**TEXT PASSAGE**
## Begin

1918 – British women win the vote is they are over 30 and own property.  8 ½ million British women are thereby eligible to vote, but few take advantage of the right at first.

 

1918 – Marie Stopes  in Britain writes “Wise Parenthood” advocating birth control. Marie Sanger in “Family Limitation” advocating birth control was charged with disseminating obscene literature.

 

1918 – women in Canada (except in Quebec) get the right to vote

 

1918 –30 Many employers in Canada paid an allowance to married but not single employees, instead of a general wage allowance. This fund helped pay for family-related expenses. Later employers were required to pay into a fund that was used to help pay birth bonuses, nursing allowances and family allowance.

## End

**PROMPT 1**
Please render every line of the pointer entry in Block 1 as a numbered list, skipping blank lines and leaving out the picture.
The entries that come next have no connection to the women's rights timeline.

**THE INPUT**

## Begin

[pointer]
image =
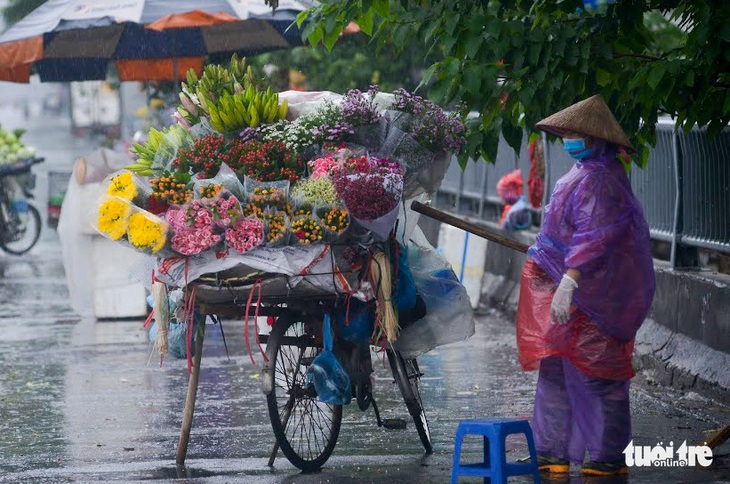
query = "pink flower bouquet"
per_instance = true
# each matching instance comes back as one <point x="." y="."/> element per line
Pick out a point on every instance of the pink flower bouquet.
<point x="194" y="229"/>
<point x="371" y="188"/>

## End

**PROMPT 2**
Finish out the next part of the women's rights timeline, picking up after its last sentence.

**WRITTEN RESPONSE 1**
1. [pointer]
2. image =
3. query = "pink flower bouquet"
4. per_instance = true
5. # each matching instance comes back as one <point x="." y="."/> element per line
6. Pick out a point on every instance of the pink flower bouquet.
7. <point x="194" y="229"/>
8. <point x="371" y="188"/>

**WRITTEN RESPONSE 2**
1918- Canada – by the Child Tax Exemption some costs of child-rearing were recognized, as was the social value of parenting

 

1919 – the British National Bureau of Economic Research defines income in the market economy as requiring money to change hands but it does include the value of the food produced in the home. (omission of unpaid labor . The principle that money must change hands continues in 2002 in Canada where child care also is not valued unless money changes hands)

 

1919 – Britain – by the Sex Disqualification(Removal) Act – women could now enter professions formerly for men only

 

1920 – in Canada a mother’s allowance is established in many provinces but only for mothers in distress.

 

1920 – in the US by the 19th Amendment, women got the right to vote

 

1920 – Dr. Augusta Stowe Gullen in “Should Husbands Pay Their Wives Salaries?” writes that the homemaking work of a wife increases a man’s earning capacity and that she is in effect his ‘business partner’. She lobbies government to declare a wife an equal partner in a marriage, with a definite income. The National Council of Canada debates the issue.

 

1920 – in Alberta under the Infants Act – for the first time mothers as well as fathers become joint and equal guardians of their children. In Saskatchewan mothers are automatic guardians of children under age 14 and fathers are guardians of children over age 14)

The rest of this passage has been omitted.